Dataset content:
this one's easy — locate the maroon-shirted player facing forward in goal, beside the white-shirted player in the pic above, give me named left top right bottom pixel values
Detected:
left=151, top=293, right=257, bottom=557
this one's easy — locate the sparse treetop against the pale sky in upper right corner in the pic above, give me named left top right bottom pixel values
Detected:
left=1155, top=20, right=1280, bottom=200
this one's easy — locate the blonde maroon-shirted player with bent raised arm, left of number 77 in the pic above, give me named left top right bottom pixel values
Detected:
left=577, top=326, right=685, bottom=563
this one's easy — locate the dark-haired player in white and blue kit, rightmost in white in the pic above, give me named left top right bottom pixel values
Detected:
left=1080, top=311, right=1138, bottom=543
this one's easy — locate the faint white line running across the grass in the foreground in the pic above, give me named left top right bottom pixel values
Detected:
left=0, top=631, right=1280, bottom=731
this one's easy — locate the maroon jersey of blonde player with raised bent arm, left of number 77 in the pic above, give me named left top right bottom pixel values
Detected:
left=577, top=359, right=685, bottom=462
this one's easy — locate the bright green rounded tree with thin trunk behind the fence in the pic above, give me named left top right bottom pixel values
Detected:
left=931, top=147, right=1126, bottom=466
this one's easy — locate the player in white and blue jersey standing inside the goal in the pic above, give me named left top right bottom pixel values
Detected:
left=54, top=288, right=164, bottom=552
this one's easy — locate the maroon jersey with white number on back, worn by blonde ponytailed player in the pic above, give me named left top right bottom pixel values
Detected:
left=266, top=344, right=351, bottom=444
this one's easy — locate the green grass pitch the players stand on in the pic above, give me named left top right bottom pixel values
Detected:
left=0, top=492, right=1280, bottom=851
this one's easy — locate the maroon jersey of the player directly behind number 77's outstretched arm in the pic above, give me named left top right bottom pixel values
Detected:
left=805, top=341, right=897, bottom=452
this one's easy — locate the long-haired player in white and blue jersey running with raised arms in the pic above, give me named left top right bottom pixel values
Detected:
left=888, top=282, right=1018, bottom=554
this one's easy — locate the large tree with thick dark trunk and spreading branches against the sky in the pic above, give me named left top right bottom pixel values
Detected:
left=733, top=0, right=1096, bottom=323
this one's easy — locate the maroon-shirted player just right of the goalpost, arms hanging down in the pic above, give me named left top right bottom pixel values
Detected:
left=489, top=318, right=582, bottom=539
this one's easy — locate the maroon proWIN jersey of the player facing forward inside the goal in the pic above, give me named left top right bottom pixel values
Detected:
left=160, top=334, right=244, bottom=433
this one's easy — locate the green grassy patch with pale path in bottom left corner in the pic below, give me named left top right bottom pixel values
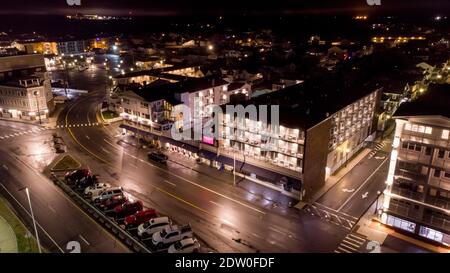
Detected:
left=0, top=197, right=39, bottom=253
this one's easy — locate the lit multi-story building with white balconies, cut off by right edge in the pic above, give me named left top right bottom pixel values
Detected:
left=381, top=84, right=450, bottom=246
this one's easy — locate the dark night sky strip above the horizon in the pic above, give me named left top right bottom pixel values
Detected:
left=0, top=0, right=450, bottom=15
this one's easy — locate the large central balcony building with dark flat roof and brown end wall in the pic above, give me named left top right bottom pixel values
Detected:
left=217, top=81, right=380, bottom=198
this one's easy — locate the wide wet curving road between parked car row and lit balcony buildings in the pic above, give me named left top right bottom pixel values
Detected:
left=54, top=71, right=347, bottom=252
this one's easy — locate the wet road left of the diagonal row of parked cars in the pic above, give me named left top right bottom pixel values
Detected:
left=0, top=121, right=129, bottom=253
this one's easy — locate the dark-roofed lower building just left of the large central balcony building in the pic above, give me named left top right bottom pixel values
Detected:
left=109, top=77, right=232, bottom=131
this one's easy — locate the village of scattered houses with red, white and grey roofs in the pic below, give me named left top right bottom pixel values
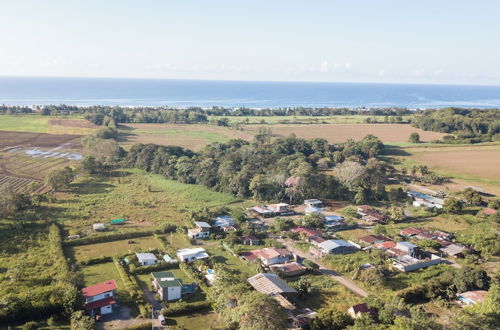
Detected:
left=80, top=190, right=496, bottom=329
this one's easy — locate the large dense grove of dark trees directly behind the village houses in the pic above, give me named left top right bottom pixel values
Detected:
left=123, top=132, right=391, bottom=202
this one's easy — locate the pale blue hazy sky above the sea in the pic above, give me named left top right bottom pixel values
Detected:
left=0, top=0, right=500, bottom=85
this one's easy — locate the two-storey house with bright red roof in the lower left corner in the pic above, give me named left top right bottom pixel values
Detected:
left=82, top=280, right=117, bottom=316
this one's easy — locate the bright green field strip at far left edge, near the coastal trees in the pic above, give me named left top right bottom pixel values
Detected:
left=0, top=115, right=97, bottom=135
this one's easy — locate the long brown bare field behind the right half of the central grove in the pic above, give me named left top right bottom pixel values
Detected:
left=244, top=124, right=445, bottom=143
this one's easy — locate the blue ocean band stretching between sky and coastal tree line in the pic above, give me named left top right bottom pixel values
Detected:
left=0, top=77, right=500, bottom=109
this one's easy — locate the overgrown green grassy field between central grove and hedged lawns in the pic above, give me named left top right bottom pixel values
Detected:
left=47, top=170, right=239, bottom=236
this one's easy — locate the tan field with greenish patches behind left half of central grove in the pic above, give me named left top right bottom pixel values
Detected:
left=120, top=124, right=252, bottom=150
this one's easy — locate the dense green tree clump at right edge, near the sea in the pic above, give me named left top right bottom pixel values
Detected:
left=411, top=108, right=500, bottom=143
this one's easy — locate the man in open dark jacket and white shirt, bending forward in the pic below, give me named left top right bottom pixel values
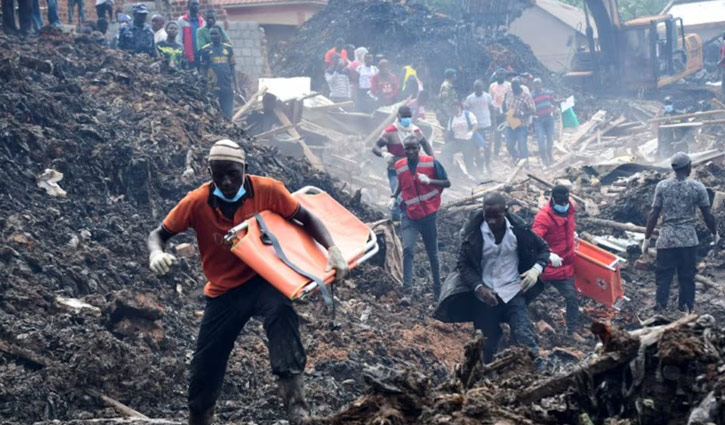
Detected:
left=434, top=193, right=550, bottom=368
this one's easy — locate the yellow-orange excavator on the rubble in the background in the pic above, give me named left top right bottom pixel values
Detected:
left=566, top=0, right=703, bottom=93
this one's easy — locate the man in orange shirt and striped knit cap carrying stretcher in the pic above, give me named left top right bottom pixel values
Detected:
left=148, top=140, right=348, bottom=425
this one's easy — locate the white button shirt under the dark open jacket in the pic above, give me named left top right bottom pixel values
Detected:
left=481, top=219, right=521, bottom=303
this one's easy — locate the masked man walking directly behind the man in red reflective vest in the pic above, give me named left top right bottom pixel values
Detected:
left=373, top=106, right=433, bottom=221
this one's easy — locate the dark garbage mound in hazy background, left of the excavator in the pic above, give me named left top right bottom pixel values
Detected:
left=271, top=0, right=550, bottom=92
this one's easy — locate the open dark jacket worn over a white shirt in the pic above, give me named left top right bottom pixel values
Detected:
left=433, top=209, right=549, bottom=322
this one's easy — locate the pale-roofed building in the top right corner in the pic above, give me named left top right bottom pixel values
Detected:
left=662, top=0, right=725, bottom=43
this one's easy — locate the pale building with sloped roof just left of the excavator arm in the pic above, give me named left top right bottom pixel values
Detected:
left=509, top=0, right=597, bottom=73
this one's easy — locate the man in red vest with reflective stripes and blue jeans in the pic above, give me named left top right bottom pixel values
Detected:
left=389, top=136, right=451, bottom=304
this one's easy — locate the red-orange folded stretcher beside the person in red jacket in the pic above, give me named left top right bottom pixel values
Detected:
left=574, top=239, right=624, bottom=308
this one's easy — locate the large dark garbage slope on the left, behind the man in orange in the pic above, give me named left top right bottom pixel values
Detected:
left=0, top=31, right=468, bottom=424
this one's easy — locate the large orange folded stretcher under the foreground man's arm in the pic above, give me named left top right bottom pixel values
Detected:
left=224, top=186, right=378, bottom=304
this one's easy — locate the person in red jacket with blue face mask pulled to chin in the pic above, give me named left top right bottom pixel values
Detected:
left=531, top=185, right=579, bottom=335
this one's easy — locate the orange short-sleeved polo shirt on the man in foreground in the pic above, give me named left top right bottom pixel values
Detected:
left=164, top=175, right=300, bottom=298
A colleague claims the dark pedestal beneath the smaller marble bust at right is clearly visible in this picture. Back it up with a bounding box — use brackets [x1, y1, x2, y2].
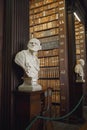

What you need to do: With the pictures dropped, give every entry above again exactly.

Expected output:
this one's easy — locate the maroon-shirted player facing forward in goal, beside the white-shirted player in the pic above, give me named left top right bottom pixel values
Detected:
left=151, top=293, right=257, bottom=557
this one's easy — locate the sparse treetop against the pale sky in upper right corner in the pic above, give me named left top right bottom pixel values
Detected:
left=1155, top=20, right=1280, bottom=200
this one's easy — locate the blonde maroon-shirted player with bent raised arm, left of number 77 in the pic above, give me named left top right bottom pixel values
Detected:
left=577, top=326, right=685, bottom=563
this one's easy — locate the dark-haired player in white and blue kit, rightmost in white in the pic above, give me named left top right bottom pixel values
Detected:
left=1080, top=311, right=1138, bottom=543
this one's easy — locate the faint white line running across the grass in the foreground in the pic above, give me named left top right bottom pixel values
Detected:
left=0, top=631, right=1280, bottom=731
this one's easy — locate the maroon jersey of blonde player with raised bent arm, left of number 77 in the pic above, give me named left top right bottom pixel values
Detected:
left=577, top=359, right=685, bottom=462
this one's easy — locate the bright green rounded tree with thin trunk behind the fence in the pic above, give me named left top right bottom pixel values
Detected:
left=931, top=147, right=1126, bottom=466
this one's easy — locate the player in white and blue jersey standing inside the goal in the pic above, give me named left top right bottom pixel values
Detected:
left=54, top=288, right=164, bottom=552
this one's easy — locate the maroon jersey with white number on back, worn by blonde ponytailed player in the pic above, give me named left top right bottom pixel values
Detected:
left=266, top=344, right=351, bottom=444
this one's easy — locate the green grass pitch the players stand on in the pic above, give me named left top right bottom pixel values
Detected:
left=0, top=492, right=1280, bottom=851
this one's easy — locate the maroon jersey of the player directly behind number 77's outstretched arm in the pic above, give me named left top right bottom pixel values
Detected:
left=805, top=341, right=897, bottom=452
this one's easy — locate the long-haired player in white and blue jersey running with raised arms in the pic above, give me named left top right bottom pixel values
Detected:
left=888, top=282, right=1018, bottom=554
this one's easy — locate the large tree with thick dark trunk and spreading branches against the sky in the pic above, give me named left top right bottom pixel values
Detected:
left=733, top=0, right=1096, bottom=323
this one's easy — locate the maroon-shirted player just right of the goalpost, arms hanging down in the pic above, give me named left top right bottom pixel values
Detected:
left=489, top=318, right=582, bottom=539
this one's easy — locate the maroon proWIN jersey of the player facing forward inside the goal in the pic above, give me named left top right bottom pixel values
Detected:
left=160, top=334, right=244, bottom=433
this one's easy — locate the green grassy patch with pale path in bottom left corner in the pic below, give me named left top right bottom pixel values
Detected:
left=0, top=197, right=39, bottom=253
this one's easy — locate the lit multi-story building with white balconies, cut off by right edge in the pic above, give me named left top right bottom pixel values
Detected:
left=381, top=84, right=450, bottom=246
this one's easy — locate the dark night sky strip above the horizon in the pic above, give me named left top right bottom pixel values
Detected:
left=0, top=0, right=450, bottom=15
this one's easy — locate the large central balcony building with dark flat roof and brown end wall in the pic above, give me named left top right bottom pixel values
Detected:
left=217, top=81, right=380, bottom=198
this one's easy — locate the wide wet curving road between parked car row and lit balcony buildings in the pic above, give me named left top right bottom pixel values
Detected:
left=54, top=71, right=347, bottom=252
this one's easy — locate the wet road left of the diagonal row of parked cars in the pic above, give me named left top right bottom pixel values
Detected:
left=0, top=121, right=129, bottom=253
this one's easy — locate the dark-roofed lower building just left of the large central balcony building in the pic above, give me named left top right bottom pixel values
Detected:
left=109, top=77, right=232, bottom=131
this one's easy — locate the village of scattered houses with red, white and grey roofs in the pic below, give me named left top right bottom pixel values
Detected:
left=80, top=190, right=496, bottom=329
this one's easy — locate the large dense grove of dark trees directly behind the village houses in the pic above, give me named left top right bottom pixel values
Detected:
left=123, top=132, right=391, bottom=202
this one's easy — locate the pale blue hazy sky above the sea in the pic above, give me named left top right bottom pixel values
Detected:
left=0, top=0, right=500, bottom=85
this one's easy — locate the two-storey house with bright red roof in the lower left corner in the pic above, give me named left top right bottom pixel values
Detected:
left=82, top=280, right=117, bottom=316
this one's easy — locate the bright green field strip at far left edge, near the coastal trees in the pic above, give me named left top right bottom pixel values
Detected:
left=0, top=115, right=97, bottom=135
this one's easy — locate the long brown bare field behind the right half of the central grove in the pic above, give me named left top right bottom pixel values
Detected:
left=244, top=124, right=445, bottom=143
this one's easy — locate the blue ocean band stretching between sky and coastal tree line in the pic above, give me named left top right bottom pixel values
Detected:
left=0, top=77, right=500, bottom=109
this one's easy — locate the overgrown green grassy field between central grove and hedged lawns in the pic above, give me named left top right bottom pixel values
Detected:
left=47, top=170, right=239, bottom=236
this one's easy — locate the tan field with greenish patches behind left half of central grove in the pic above, give me named left top right bottom pixel values
Detected:
left=120, top=124, right=252, bottom=150
this one's easy — locate the dense green tree clump at right edge, near the sea in the pic above, give me named left top right bottom pixel values
Detected:
left=411, top=108, right=500, bottom=143
this one's easy — locate the man in open dark jacket and white shirt, bending forward in the pic below, give me named left top right bottom pixel values
Detected:
left=434, top=193, right=550, bottom=368
this one's easy — locate the yellow-orange excavator on the rubble in the background in the pic above, give me named left top right bottom pixel values
Detected:
left=566, top=0, right=703, bottom=93
this one's easy — locate the man in orange shirt and striped knit cap carrying stretcher in the pic above, give me named left top right bottom pixel values
Detected:
left=148, top=140, right=348, bottom=425
this one's easy — locate the white button shirt under the dark open jacket in the pic above, give me named left top right bottom pixel values
Detected:
left=481, top=219, right=521, bottom=303
this one's easy — locate the masked man walking directly behind the man in red reflective vest in the pic above, give me named left top right bottom pixel values
Detected:
left=373, top=106, right=433, bottom=221
this one's easy — locate the dark garbage mound in hazy background, left of the excavator in the pic above, give me named left top right bottom pixel values
Detected:
left=271, top=0, right=550, bottom=92
this one's easy — locate the open dark jacket worn over a white shirt in the pic above, give me named left top right bottom pixel values
Detected:
left=433, top=209, right=549, bottom=322
this one's easy — locate the pale-roofed building in the top right corner in the pic above, give me named left top right bottom pixel values
Detected:
left=662, top=0, right=725, bottom=43
this one's easy — locate the pale building with sloped roof just left of the excavator arm in the pic above, give me named left top right bottom pixel values
Detected:
left=509, top=0, right=597, bottom=73
this one's easy — locate the man in red vest with reflective stripes and blue jeans in the pic above, give me named left top right bottom pixel values
Detected:
left=389, top=136, right=451, bottom=304
this one's easy — locate the red-orange folded stretcher beside the person in red jacket in the pic above, give me named left top right bottom pixel values
Detected:
left=574, top=239, right=624, bottom=308
this one's easy — locate the large dark garbage slope on the left, behind the man in orange in the pic above, give me named left top right bottom pixel values
Detected:
left=0, top=31, right=468, bottom=424
this one's easy — locate the large orange folded stretcher under the foreground man's arm in the pic above, give me named left top right bottom pixel values
Detected:
left=224, top=186, right=378, bottom=304
this one's easy — locate the person in red jacket with blue face mask pulled to chin in the pic above, give me named left top right bottom pixel values
Detected:
left=531, top=185, right=579, bottom=335
this one's easy — locate the orange short-sleeved polo shirt on the man in foreground in the pic above, give me named left top right bottom pixel values
Detected:
left=164, top=175, right=300, bottom=298
A colleague claims the dark pedestal beneath the smaller marble bust at right is clearly visible in this picture. Back it up with a bounding box — use brackets [x1, y1, x2, y2].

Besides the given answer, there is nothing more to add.